> _Instructions to follow_
After locating the line that contains "query: car windshield" in the data below, set down exactly that line and each one after it through the line that contains "Provide the mask of every instance of the light", and nothing more.

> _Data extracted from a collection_
──────────────────────────────
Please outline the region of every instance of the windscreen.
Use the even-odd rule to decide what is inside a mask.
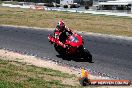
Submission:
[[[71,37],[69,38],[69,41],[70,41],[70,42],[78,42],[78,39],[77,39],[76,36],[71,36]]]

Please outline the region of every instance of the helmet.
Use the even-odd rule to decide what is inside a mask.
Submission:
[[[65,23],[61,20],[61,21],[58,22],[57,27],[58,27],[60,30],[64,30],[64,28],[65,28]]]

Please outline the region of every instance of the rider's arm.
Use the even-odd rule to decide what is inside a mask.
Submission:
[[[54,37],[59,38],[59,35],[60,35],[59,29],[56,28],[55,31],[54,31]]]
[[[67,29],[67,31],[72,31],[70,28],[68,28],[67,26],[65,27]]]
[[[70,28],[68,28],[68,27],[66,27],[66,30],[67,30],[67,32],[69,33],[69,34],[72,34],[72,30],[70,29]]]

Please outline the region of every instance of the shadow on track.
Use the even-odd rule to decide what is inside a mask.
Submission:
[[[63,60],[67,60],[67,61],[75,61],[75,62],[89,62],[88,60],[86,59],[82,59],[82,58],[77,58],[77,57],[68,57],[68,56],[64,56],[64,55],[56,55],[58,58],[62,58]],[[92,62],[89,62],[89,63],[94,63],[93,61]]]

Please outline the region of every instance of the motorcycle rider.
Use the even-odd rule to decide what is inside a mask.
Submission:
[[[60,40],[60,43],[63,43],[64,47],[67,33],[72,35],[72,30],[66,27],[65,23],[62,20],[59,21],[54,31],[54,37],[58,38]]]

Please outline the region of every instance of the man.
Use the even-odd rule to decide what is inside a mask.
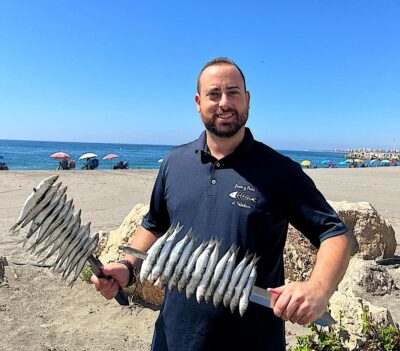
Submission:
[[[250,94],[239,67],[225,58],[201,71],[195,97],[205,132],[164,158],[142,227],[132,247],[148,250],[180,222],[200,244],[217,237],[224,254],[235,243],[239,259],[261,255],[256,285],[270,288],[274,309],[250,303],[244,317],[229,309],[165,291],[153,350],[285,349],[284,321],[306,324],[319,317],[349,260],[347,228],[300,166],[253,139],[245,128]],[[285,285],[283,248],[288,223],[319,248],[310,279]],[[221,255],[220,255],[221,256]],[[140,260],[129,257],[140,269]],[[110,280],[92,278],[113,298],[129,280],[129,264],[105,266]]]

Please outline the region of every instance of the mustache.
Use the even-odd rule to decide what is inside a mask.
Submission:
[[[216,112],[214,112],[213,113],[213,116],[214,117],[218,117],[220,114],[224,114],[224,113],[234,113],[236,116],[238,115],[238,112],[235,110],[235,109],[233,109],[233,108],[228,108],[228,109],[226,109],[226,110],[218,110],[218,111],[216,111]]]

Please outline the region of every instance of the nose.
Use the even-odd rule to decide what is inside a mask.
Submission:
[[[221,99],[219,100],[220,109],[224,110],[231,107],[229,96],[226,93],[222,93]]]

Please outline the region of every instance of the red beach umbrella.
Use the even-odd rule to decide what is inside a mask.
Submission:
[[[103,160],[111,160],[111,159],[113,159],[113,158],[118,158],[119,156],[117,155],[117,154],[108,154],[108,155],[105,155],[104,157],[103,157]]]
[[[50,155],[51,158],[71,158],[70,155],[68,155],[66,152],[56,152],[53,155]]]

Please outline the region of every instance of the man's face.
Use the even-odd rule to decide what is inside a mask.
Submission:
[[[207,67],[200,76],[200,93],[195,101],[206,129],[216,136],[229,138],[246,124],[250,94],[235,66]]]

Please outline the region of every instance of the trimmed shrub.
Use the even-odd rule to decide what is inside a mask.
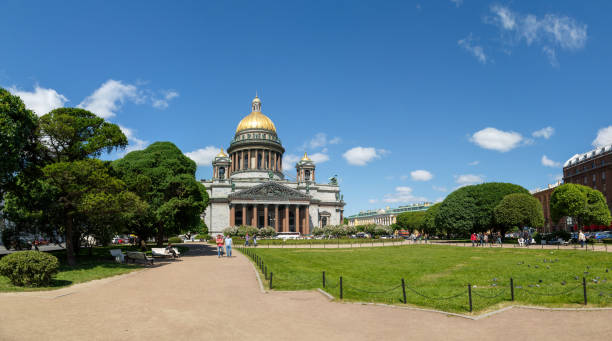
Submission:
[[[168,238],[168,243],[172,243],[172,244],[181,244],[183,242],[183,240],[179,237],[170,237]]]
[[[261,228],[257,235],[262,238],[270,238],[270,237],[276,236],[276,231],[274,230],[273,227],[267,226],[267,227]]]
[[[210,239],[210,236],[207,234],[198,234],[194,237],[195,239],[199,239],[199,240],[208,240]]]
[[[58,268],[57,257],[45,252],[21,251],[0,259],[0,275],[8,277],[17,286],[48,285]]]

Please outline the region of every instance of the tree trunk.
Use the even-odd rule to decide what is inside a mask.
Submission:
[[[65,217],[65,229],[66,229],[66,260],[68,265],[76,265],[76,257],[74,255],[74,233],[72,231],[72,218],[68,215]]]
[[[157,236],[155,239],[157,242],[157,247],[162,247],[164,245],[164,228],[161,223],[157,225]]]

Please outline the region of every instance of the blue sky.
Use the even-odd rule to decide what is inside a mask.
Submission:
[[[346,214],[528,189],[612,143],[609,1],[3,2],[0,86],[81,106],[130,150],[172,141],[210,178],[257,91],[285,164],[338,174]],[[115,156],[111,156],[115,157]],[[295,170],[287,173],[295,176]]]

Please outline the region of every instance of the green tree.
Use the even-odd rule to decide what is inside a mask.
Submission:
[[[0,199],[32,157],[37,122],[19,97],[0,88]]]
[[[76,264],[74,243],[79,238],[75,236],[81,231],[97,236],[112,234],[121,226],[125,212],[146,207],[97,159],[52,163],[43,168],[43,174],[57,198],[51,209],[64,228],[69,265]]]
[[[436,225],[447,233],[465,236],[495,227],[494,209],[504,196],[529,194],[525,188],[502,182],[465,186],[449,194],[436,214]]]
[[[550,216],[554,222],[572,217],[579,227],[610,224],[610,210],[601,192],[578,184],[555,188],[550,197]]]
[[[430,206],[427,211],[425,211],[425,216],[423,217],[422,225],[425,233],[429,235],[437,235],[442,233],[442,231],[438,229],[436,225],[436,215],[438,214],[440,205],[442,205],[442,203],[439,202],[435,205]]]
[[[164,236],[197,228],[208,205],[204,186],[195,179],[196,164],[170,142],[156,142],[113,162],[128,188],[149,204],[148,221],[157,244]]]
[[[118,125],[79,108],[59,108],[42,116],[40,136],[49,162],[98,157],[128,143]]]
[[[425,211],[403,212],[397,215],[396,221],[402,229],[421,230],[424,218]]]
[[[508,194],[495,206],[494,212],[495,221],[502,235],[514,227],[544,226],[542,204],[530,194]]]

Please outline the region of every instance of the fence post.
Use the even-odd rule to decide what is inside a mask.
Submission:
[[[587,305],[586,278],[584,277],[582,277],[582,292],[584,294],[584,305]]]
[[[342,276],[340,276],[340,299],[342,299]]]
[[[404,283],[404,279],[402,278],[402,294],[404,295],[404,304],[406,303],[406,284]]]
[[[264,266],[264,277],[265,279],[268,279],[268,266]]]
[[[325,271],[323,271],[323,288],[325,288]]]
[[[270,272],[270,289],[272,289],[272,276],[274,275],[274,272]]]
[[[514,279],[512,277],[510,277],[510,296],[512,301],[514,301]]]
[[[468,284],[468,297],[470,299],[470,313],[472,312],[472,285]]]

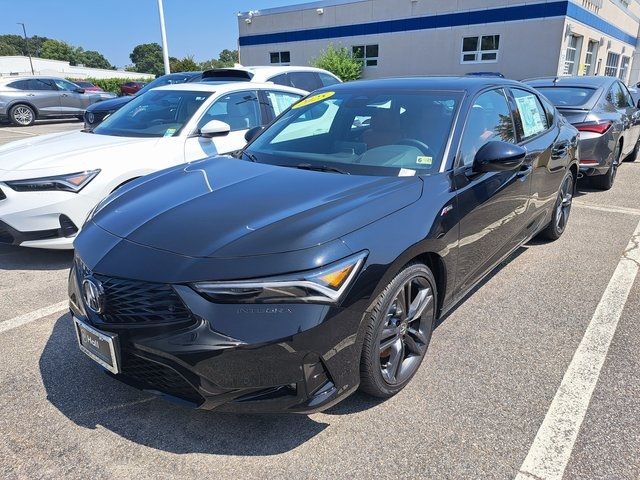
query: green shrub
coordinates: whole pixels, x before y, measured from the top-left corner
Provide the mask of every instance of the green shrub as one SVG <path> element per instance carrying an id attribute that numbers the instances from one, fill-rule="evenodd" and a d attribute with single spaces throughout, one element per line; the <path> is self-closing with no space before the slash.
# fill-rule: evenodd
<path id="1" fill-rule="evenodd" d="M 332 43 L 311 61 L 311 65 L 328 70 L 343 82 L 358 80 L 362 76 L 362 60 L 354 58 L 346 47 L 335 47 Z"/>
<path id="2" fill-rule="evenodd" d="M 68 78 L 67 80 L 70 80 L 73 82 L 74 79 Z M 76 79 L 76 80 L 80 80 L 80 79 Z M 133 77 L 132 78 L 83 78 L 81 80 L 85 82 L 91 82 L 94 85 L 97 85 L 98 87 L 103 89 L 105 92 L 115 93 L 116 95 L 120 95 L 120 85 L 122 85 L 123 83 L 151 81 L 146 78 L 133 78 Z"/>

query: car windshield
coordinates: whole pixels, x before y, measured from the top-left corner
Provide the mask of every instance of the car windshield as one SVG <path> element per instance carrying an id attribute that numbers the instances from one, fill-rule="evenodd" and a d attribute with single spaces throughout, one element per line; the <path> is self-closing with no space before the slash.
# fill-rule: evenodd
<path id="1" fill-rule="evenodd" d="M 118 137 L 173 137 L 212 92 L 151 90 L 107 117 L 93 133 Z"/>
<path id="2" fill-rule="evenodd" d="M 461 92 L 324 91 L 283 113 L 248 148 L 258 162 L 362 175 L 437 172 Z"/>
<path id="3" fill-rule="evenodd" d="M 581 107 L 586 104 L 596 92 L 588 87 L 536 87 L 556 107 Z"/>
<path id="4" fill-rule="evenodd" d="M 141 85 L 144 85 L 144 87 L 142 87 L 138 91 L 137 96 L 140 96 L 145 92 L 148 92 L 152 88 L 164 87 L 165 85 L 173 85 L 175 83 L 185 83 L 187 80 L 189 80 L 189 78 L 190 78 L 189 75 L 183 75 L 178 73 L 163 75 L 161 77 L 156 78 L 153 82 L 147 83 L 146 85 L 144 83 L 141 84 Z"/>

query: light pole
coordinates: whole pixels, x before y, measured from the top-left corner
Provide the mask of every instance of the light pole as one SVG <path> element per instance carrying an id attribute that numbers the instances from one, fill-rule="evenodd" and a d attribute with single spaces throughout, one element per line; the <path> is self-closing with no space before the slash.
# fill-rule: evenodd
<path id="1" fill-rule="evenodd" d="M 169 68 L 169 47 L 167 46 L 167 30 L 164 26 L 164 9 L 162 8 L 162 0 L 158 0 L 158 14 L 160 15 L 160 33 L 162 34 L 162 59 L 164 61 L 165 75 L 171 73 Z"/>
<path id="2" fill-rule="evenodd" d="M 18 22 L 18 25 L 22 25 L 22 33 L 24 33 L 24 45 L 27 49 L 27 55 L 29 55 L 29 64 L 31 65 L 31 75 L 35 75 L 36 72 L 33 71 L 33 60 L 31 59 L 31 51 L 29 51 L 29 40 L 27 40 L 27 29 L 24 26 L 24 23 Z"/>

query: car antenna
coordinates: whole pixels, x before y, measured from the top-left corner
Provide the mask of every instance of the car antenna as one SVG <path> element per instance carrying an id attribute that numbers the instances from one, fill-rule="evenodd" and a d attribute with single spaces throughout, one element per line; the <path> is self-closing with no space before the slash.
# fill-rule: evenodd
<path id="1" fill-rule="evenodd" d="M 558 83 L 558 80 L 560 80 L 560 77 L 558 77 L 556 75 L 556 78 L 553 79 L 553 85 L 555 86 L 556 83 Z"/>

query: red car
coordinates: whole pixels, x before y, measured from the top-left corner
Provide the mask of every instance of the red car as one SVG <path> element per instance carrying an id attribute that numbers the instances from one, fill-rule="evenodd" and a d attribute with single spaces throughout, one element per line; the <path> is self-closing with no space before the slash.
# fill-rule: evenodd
──────────────────────────────
> _Result of the exercise_
query: car windshield
coordinates: whole pixels, x before y, measured from the top-left corner
Provide the mask of every instance of the car windshield as one SVG <path> element per instance carrying an id attribute that numbers the instances from one, fill-rule="evenodd" and a d attribute with single spaces throughout, one element per line; the <path> is self-closing with no space before the slash.
# fill-rule: evenodd
<path id="1" fill-rule="evenodd" d="M 118 137 L 173 137 L 212 92 L 151 90 L 107 117 L 93 133 Z"/>
<path id="2" fill-rule="evenodd" d="M 461 92 L 324 91 L 283 113 L 248 148 L 258 162 L 362 175 L 437 172 Z"/>
<path id="3" fill-rule="evenodd" d="M 581 107 L 586 104 L 596 92 L 588 87 L 536 87 L 556 107 Z"/>
<path id="4" fill-rule="evenodd" d="M 141 85 L 144 85 L 144 87 L 142 87 L 138 91 L 137 96 L 140 96 L 145 92 L 148 92 L 152 88 L 164 87 L 165 85 L 173 85 L 175 83 L 185 83 L 187 80 L 189 80 L 189 78 L 190 78 L 189 75 L 183 75 L 178 73 L 163 75 L 161 77 L 156 78 L 153 82 L 147 83 L 146 85 L 144 83 L 141 84 Z"/>

query: light pole
coordinates: whole pixels, x before y, measured from the top-left corner
Provide the mask of every instance of the light pole as one SVG <path> element per instance carrying an id attribute that numbers the instances from one, fill-rule="evenodd" and a d attribute with single spaces throughout, one element per line; the <path> is self-closing with no space before the slash.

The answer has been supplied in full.